STORED RECORDS:
☆ ☆ ☆

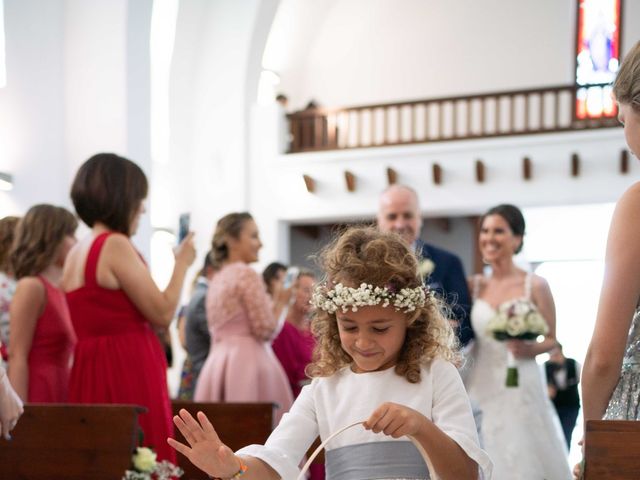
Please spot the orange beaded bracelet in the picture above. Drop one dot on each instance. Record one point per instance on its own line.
(238, 474)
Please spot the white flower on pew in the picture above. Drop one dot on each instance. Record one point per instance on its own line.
(144, 459)
(147, 468)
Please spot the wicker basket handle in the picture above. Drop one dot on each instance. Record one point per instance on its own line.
(303, 472)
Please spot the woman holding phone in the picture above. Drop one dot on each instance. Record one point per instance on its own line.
(114, 303)
(243, 320)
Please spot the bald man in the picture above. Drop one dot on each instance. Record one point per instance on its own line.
(399, 212)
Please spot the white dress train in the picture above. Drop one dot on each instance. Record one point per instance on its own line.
(520, 428)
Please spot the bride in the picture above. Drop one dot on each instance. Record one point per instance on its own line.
(520, 428)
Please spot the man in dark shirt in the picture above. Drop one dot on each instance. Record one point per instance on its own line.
(563, 376)
(443, 272)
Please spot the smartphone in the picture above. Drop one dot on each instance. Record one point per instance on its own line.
(290, 277)
(183, 226)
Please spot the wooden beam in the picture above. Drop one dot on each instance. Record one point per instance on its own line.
(436, 173)
(392, 176)
(575, 165)
(350, 180)
(624, 162)
(527, 169)
(310, 183)
(480, 171)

☆ ☆ ☆

STATED GOAL:
Copy every line of the records above word for word, but leave out the picture.

RESULT OF THE TASK:
Please spot the orange beaded bracelet in the picture above. Drop one dot on each instance. Record one point per instance on its own line.
(238, 474)
Please spot the white flower on pew in the picture above. Drop one dot on each instance. Record one point per instance on its own line.
(144, 459)
(147, 468)
Please spot the wicker basket handle in the picture above. Drop one dot on each instance. Record one point per instance on its own line.
(303, 472)
Please spot the woman holding phone in the picture above. Drop one dot on each instance. Record one point per instance on its own line.
(114, 303)
(243, 320)
Please spot the bald man in the picture above. Drop one dot on each instance. Record one point per instance on its own line.
(399, 212)
Please spot the white dress train in the picture above. Drop one dot on each instance. Record one point per instance on its own line.
(520, 428)
Please spot the bride in the picture above. Drop one dot on each instance. Record one point per instance on its own line.
(520, 428)
Please spot the man in dark shirt in the picture above. Drop one dot on each instance. Record one point per instance on its own line.
(563, 376)
(443, 272)
Please spot the smartphone in the picture above. Drop one dot on each instance. Record one point per instance on its own line.
(290, 277)
(183, 226)
Please spot the wooden beam in the picture above. Drop one dot on each instance. Record one point per instance on its own line.
(436, 173)
(392, 176)
(575, 165)
(350, 180)
(624, 162)
(527, 169)
(310, 183)
(480, 171)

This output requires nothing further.